==== Brongegevens

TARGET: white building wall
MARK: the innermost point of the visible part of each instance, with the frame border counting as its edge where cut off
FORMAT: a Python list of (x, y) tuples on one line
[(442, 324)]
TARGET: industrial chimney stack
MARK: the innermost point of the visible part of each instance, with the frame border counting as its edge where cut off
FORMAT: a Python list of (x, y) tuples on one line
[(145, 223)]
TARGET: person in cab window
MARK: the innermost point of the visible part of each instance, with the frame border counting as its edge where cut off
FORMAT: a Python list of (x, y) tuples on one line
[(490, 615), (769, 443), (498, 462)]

========
==== Brongegevens

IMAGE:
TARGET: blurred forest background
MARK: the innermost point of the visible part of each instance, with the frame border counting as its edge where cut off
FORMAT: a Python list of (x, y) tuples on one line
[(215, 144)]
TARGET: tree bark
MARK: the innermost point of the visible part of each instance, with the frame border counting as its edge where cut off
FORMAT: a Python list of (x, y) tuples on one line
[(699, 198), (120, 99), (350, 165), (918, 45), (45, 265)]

========

Doel van opdracht
Werk de records bij in het stuk van de regel met "TARGET: tree bark" tot en met de regel met "[(699, 198), (120, 99), (350, 165), (918, 45), (45, 265)]": vervang "innermost" door "central" en laat verder alles ongewijzigd. Geef alleen dat stuk terug.

Uitgewerkte oplossing
TARGET: tree bark
MARK: the central point of the visible part of each instance, with the frame border counting as its edge where cut off
FORMAT: a Python list of (x, y) tuples on one line
[(699, 198), (120, 99), (350, 165), (918, 45), (45, 265)]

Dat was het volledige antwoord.